- _Stated task_
Transcribe, word for word, every line from the one containing "point: roof rail" through the final line of the records, and omit the pictures.

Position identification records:
/---
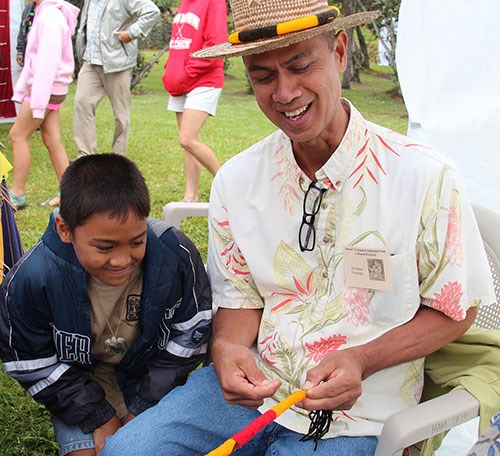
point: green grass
(25, 426)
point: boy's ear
(63, 230)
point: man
(107, 49)
(293, 223)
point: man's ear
(341, 43)
(63, 230)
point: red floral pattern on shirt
(448, 301)
(319, 349)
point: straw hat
(263, 25)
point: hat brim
(257, 47)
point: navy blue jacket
(45, 327)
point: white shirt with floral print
(383, 192)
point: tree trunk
(365, 60)
(351, 73)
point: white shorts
(202, 99)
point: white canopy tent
(448, 59)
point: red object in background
(7, 107)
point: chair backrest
(489, 226)
(174, 212)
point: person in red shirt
(195, 85)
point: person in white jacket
(107, 50)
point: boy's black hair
(102, 183)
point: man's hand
(123, 36)
(335, 383)
(242, 382)
(104, 431)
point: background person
(41, 90)
(107, 49)
(27, 17)
(195, 85)
(107, 312)
(289, 219)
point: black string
(320, 424)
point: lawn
(25, 426)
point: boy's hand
(104, 431)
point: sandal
(49, 202)
(18, 202)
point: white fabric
(448, 59)
(381, 193)
(16, 9)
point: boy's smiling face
(108, 248)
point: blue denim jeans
(71, 437)
(194, 419)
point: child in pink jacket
(41, 89)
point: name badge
(368, 268)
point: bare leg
(51, 137)
(87, 452)
(19, 135)
(196, 154)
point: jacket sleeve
(146, 13)
(28, 351)
(214, 32)
(190, 329)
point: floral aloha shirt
(383, 191)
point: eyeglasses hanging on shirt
(311, 205)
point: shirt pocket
(392, 308)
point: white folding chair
(410, 426)
(405, 428)
(174, 212)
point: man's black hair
(102, 183)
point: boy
(109, 311)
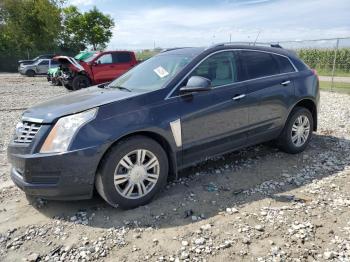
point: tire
(30, 73)
(290, 138)
(80, 81)
(112, 162)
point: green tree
(72, 34)
(80, 30)
(30, 24)
(97, 28)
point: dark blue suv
(185, 105)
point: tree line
(31, 27)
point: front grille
(26, 132)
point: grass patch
(323, 72)
(338, 87)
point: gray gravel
(258, 204)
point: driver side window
(220, 69)
(104, 59)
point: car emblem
(19, 129)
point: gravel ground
(258, 204)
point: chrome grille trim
(28, 132)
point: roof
(223, 46)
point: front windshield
(153, 73)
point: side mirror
(196, 84)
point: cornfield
(322, 59)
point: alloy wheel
(136, 174)
(300, 130)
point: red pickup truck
(99, 68)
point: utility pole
(334, 61)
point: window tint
(105, 59)
(284, 64)
(121, 57)
(258, 64)
(220, 68)
(45, 62)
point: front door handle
(285, 83)
(238, 97)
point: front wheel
(297, 132)
(132, 172)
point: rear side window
(121, 57)
(284, 64)
(258, 64)
(45, 62)
(220, 68)
(105, 59)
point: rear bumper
(67, 176)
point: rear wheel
(297, 132)
(80, 81)
(133, 172)
(30, 73)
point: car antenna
(256, 39)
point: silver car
(39, 67)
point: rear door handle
(238, 97)
(285, 83)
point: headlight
(64, 130)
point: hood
(76, 102)
(69, 60)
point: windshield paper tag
(161, 72)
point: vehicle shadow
(208, 188)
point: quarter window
(220, 68)
(121, 57)
(44, 62)
(284, 64)
(105, 59)
(258, 64)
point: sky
(145, 24)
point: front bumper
(65, 176)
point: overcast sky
(140, 23)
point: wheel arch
(309, 104)
(160, 139)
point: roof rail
(171, 49)
(276, 45)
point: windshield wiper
(120, 87)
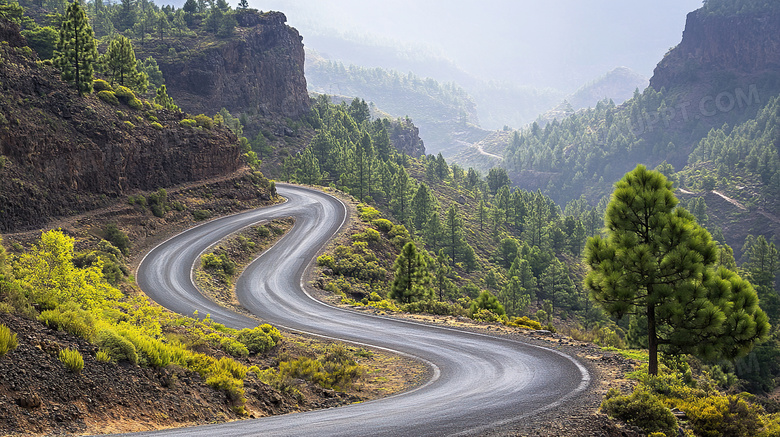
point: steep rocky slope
(61, 153)
(259, 69)
(723, 71)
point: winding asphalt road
(478, 382)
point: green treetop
(657, 261)
(411, 276)
(76, 49)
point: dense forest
(433, 237)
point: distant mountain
(618, 85)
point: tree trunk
(652, 341)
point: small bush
(524, 322)
(108, 97)
(201, 214)
(204, 121)
(103, 356)
(69, 317)
(234, 348)
(7, 340)
(641, 408)
(232, 387)
(256, 339)
(126, 96)
(370, 235)
(99, 85)
(116, 346)
(368, 213)
(117, 237)
(72, 360)
(383, 225)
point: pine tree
(119, 60)
(164, 100)
(422, 207)
(411, 276)
(658, 262)
(76, 49)
(399, 202)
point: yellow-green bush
(70, 317)
(523, 322)
(234, 348)
(641, 408)
(108, 97)
(204, 121)
(72, 360)
(103, 356)
(383, 225)
(99, 85)
(718, 415)
(367, 213)
(116, 346)
(7, 340)
(127, 96)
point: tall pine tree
(76, 49)
(658, 262)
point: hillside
(64, 154)
(712, 79)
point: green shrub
\---
- _Solution to this problem_
point: roof rail
(171, 49)
(276, 45)
point: windshield wiper
(120, 87)
point: steep rocky slope
(61, 153)
(259, 69)
(723, 71)
point: winding asphalt road
(478, 382)
point: green treetop
(657, 261)
(411, 276)
(76, 49)
point: dense forest
(433, 237)
point: distant mountain
(618, 85)
point: tree trunk
(652, 341)
point: small bush
(524, 322)
(108, 97)
(201, 214)
(204, 121)
(103, 356)
(69, 317)
(234, 348)
(7, 340)
(641, 408)
(232, 387)
(256, 339)
(126, 96)
(370, 235)
(99, 85)
(116, 346)
(368, 213)
(117, 237)
(72, 360)
(383, 225)
point: pine tree
(119, 60)
(164, 100)
(422, 207)
(411, 276)
(658, 262)
(76, 49)
(399, 202)
point: yellow-green bush
(70, 317)
(523, 322)
(234, 348)
(641, 408)
(108, 97)
(204, 121)
(72, 360)
(103, 356)
(383, 225)
(99, 85)
(718, 415)
(367, 213)
(116, 346)
(7, 340)
(127, 96)
point: tall pine tree
(76, 49)
(658, 262)
point: hillside
(64, 154)
(712, 79)
point: green shrub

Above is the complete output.